EXERCISE →
From the line containing "One point marks each instance of the plastic wrapped" down to the final entry below, restate each line word for word.

AVAILABLE DATA Start Marker

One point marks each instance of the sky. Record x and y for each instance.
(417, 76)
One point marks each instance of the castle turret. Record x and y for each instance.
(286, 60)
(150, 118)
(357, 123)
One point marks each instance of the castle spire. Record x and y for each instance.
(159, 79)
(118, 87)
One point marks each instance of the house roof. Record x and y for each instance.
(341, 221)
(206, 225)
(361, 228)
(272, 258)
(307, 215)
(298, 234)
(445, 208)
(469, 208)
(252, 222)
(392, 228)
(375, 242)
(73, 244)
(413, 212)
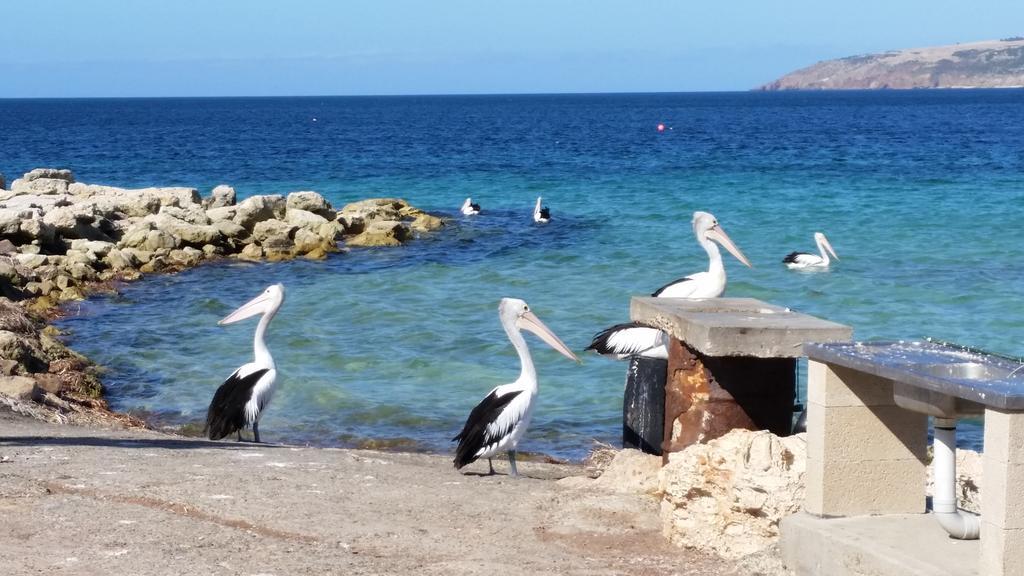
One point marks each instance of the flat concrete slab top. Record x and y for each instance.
(987, 379)
(736, 326)
(881, 545)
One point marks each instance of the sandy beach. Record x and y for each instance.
(94, 500)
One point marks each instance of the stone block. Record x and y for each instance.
(1005, 436)
(866, 433)
(1001, 550)
(838, 488)
(1004, 505)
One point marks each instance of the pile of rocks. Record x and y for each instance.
(60, 239)
(57, 236)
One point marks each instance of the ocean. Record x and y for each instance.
(921, 193)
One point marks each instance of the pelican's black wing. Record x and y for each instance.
(673, 283)
(474, 435)
(794, 257)
(626, 339)
(227, 409)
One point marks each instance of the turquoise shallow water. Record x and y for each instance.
(921, 194)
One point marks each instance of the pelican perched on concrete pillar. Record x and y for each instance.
(805, 259)
(625, 340)
(240, 402)
(498, 422)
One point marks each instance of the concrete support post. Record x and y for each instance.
(1003, 508)
(864, 454)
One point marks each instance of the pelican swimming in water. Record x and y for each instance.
(805, 259)
(625, 340)
(240, 402)
(542, 214)
(498, 422)
(709, 284)
(470, 209)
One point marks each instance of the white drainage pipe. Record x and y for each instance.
(958, 524)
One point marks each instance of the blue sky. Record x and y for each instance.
(262, 47)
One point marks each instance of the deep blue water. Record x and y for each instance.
(922, 194)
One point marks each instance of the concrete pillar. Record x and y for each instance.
(1003, 507)
(864, 454)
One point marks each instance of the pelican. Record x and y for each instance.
(804, 259)
(542, 214)
(470, 209)
(240, 401)
(498, 422)
(632, 338)
(625, 340)
(709, 284)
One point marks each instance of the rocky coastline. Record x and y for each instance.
(61, 240)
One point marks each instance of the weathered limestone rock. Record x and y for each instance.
(331, 231)
(310, 202)
(185, 257)
(631, 470)
(728, 496)
(159, 240)
(31, 260)
(22, 348)
(266, 230)
(258, 208)
(385, 233)
(303, 218)
(186, 232)
(17, 386)
(221, 213)
(251, 252)
(221, 196)
(121, 259)
(49, 173)
(95, 247)
(43, 180)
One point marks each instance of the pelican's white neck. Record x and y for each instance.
(260, 352)
(821, 249)
(527, 375)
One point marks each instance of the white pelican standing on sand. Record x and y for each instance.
(470, 209)
(805, 259)
(241, 400)
(634, 338)
(497, 423)
(542, 214)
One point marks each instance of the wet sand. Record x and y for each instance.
(93, 500)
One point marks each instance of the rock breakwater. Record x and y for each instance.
(61, 239)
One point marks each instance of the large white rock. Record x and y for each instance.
(221, 196)
(258, 208)
(310, 202)
(728, 496)
(304, 218)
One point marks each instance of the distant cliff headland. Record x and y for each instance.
(994, 64)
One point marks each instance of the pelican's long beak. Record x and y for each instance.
(827, 245)
(718, 235)
(529, 321)
(254, 306)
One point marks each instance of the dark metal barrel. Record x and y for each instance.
(643, 404)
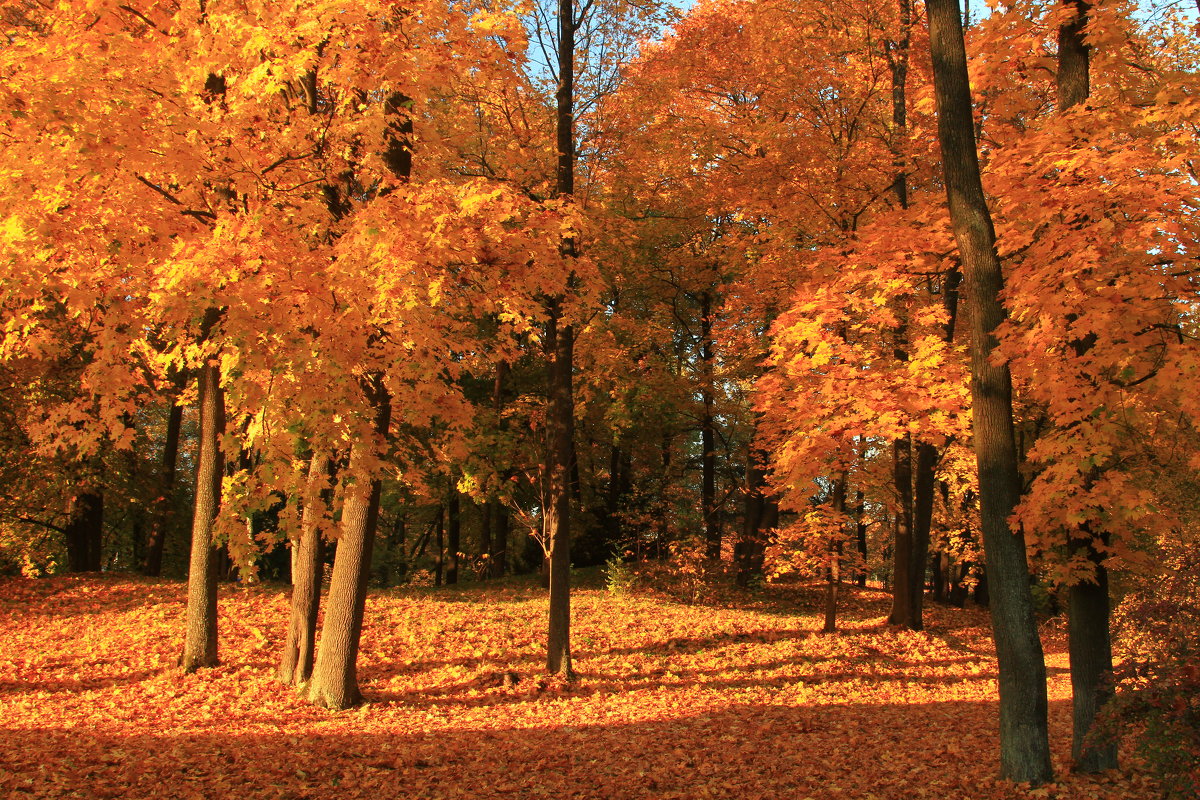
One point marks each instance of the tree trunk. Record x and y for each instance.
(439, 558)
(162, 505)
(1090, 638)
(335, 681)
(901, 553)
(561, 346)
(861, 534)
(499, 540)
(1025, 751)
(751, 549)
(201, 642)
(708, 433)
(454, 531)
(558, 506)
(922, 523)
(307, 567)
(833, 567)
(84, 531)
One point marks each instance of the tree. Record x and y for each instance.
(1025, 750)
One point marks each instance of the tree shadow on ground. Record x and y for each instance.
(937, 750)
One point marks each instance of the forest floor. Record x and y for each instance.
(672, 701)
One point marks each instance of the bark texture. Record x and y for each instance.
(295, 665)
(561, 344)
(335, 681)
(1091, 644)
(201, 638)
(1025, 751)
(160, 523)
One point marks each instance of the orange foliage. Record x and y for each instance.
(673, 702)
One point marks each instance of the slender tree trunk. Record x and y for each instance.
(454, 531)
(439, 559)
(335, 681)
(498, 548)
(501, 541)
(1090, 638)
(84, 531)
(561, 344)
(162, 505)
(751, 548)
(1025, 751)
(485, 539)
(922, 523)
(833, 567)
(201, 641)
(307, 567)
(861, 534)
(708, 433)
(901, 554)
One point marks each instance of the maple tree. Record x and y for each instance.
(471, 287)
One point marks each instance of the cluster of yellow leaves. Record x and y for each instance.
(672, 702)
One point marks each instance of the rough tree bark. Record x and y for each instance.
(454, 531)
(201, 638)
(1090, 637)
(295, 665)
(335, 681)
(156, 539)
(561, 347)
(1024, 744)
(708, 433)
(84, 531)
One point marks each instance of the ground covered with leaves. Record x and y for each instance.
(672, 701)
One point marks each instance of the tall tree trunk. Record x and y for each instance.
(833, 566)
(561, 346)
(1090, 638)
(439, 558)
(901, 449)
(499, 540)
(901, 554)
(335, 681)
(454, 531)
(307, 567)
(1024, 743)
(84, 531)
(161, 506)
(750, 552)
(498, 546)
(201, 641)
(708, 433)
(922, 523)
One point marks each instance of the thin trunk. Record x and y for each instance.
(84, 531)
(161, 506)
(561, 347)
(904, 567)
(1090, 637)
(307, 567)
(454, 533)
(485, 540)
(335, 681)
(201, 641)
(439, 555)
(501, 541)
(612, 499)
(833, 566)
(750, 552)
(708, 433)
(901, 553)
(1024, 743)
(922, 523)
(1091, 666)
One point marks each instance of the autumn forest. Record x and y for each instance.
(599, 398)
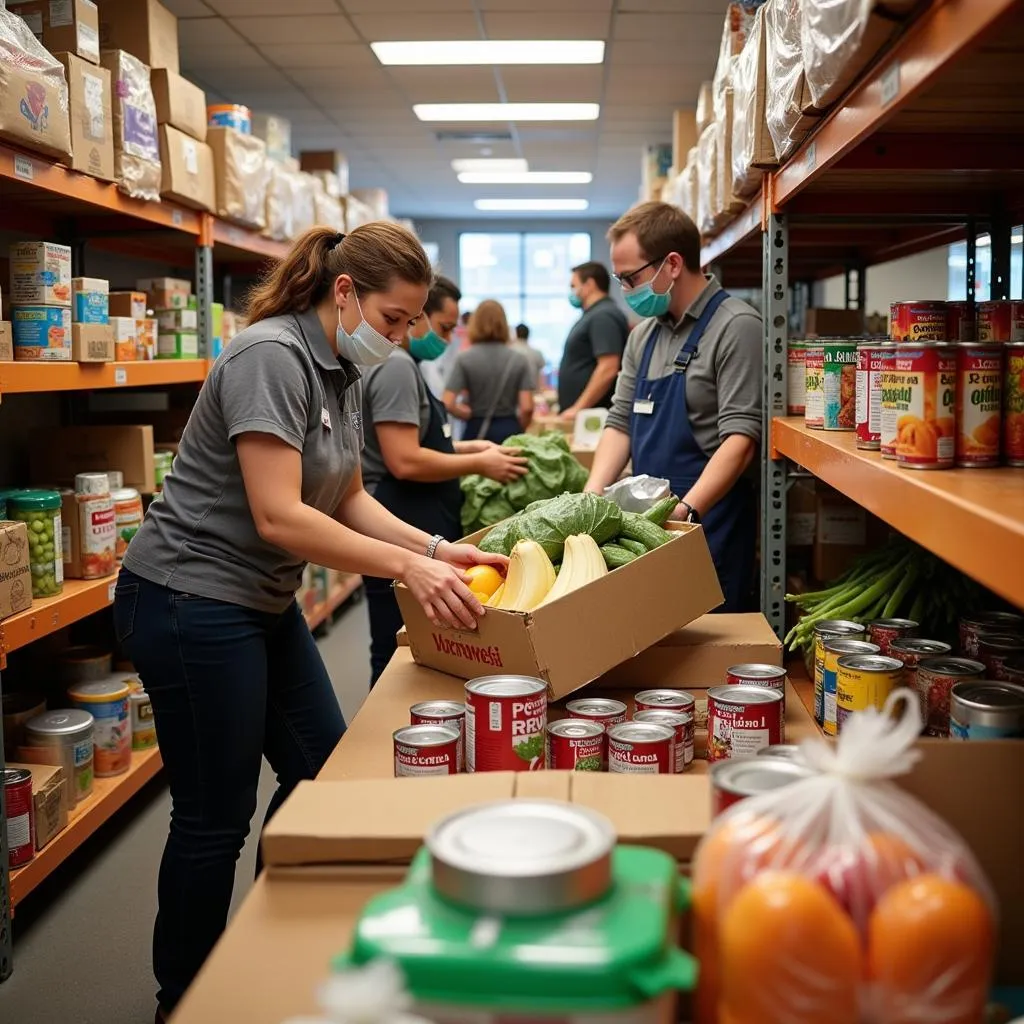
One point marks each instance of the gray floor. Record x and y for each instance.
(82, 939)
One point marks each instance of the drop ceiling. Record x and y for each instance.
(310, 61)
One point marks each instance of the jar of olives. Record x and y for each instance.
(40, 511)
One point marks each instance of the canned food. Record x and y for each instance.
(796, 381)
(576, 744)
(521, 857)
(449, 713)
(1013, 404)
(20, 816)
(872, 358)
(863, 681)
(836, 648)
(681, 723)
(828, 629)
(735, 780)
(994, 650)
(884, 631)
(814, 386)
(925, 392)
(840, 384)
(971, 627)
(936, 678)
(426, 750)
(505, 721)
(918, 321)
(742, 720)
(641, 749)
(985, 710)
(602, 710)
(979, 404)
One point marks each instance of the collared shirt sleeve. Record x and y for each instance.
(738, 374)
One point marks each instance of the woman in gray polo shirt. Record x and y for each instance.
(266, 478)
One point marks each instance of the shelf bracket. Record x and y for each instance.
(775, 269)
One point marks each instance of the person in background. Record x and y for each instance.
(266, 478)
(410, 463)
(498, 381)
(593, 353)
(535, 355)
(687, 404)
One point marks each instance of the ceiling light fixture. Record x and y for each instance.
(530, 205)
(507, 112)
(525, 177)
(489, 51)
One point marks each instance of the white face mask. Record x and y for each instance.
(366, 346)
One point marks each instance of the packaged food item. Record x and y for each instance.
(802, 913)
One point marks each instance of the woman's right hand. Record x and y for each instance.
(441, 590)
(502, 464)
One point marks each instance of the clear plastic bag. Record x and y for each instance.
(841, 899)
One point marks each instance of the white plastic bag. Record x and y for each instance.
(841, 898)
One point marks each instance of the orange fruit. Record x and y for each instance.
(787, 954)
(930, 948)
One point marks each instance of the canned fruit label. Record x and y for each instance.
(979, 404)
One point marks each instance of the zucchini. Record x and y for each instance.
(636, 527)
(615, 556)
(659, 512)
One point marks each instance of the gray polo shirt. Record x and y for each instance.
(278, 377)
(392, 392)
(723, 380)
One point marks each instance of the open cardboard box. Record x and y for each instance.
(578, 638)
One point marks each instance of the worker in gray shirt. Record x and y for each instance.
(687, 406)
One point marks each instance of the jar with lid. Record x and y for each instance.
(128, 512)
(40, 511)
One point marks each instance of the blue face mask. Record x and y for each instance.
(428, 347)
(644, 301)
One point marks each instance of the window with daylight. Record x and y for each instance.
(528, 272)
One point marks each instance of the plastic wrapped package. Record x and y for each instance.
(33, 91)
(136, 141)
(841, 897)
(839, 39)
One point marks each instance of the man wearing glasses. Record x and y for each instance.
(687, 406)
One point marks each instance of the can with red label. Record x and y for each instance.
(426, 750)
(506, 717)
(925, 398)
(641, 749)
(872, 358)
(741, 720)
(576, 744)
(681, 723)
(449, 713)
(602, 710)
(20, 818)
(918, 321)
(979, 403)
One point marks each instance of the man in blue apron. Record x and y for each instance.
(687, 403)
(410, 463)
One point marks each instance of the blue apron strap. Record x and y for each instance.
(690, 347)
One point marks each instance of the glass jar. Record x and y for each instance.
(40, 511)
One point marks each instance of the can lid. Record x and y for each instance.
(522, 857)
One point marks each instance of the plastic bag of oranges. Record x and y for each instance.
(841, 899)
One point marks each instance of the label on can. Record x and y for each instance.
(979, 404)
(924, 393)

AVAILABLE DATA End Marker

RESPONSE TO THE TASK →
One point marks each instance of the plastic wrapped package. Record x and y for each instance.
(33, 91)
(136, 141)
(841, 897)
(839, 39)
One point marks each instance of the man wearing glasses. Record x and y for each instance.
(687, 406)
One point marks each instance of the can with red label. Record x and y for each instance.
(426, 750)
(506, 717)
(925, 398)
(641, 749)
(872, 358)
(741, 720)
(576, 744)
(681, 723)
(449, 713)
(602, 710)
(20, 818)
(918, 321)
(979, 403)
One point marks each instance of the man in blue apron. Record x and y for each instance.
(687, 403)
(410, 463)
One point marks each instance of the blue apron strap. Record x and y for each instance.
(690, 347)
One point marks each instance of the glass jar. Record x and y for each instance.
(40, 511)
One point marks each instance of the can lid. Record x and y for each instance.
(522, 857)
One point marks each instance of the plastic bag of oranges. Record x and y for each instance.
(841, 899)
One point marks each instance of the label on can. Record x and y for each instance.
(979, 404)
(924, 393)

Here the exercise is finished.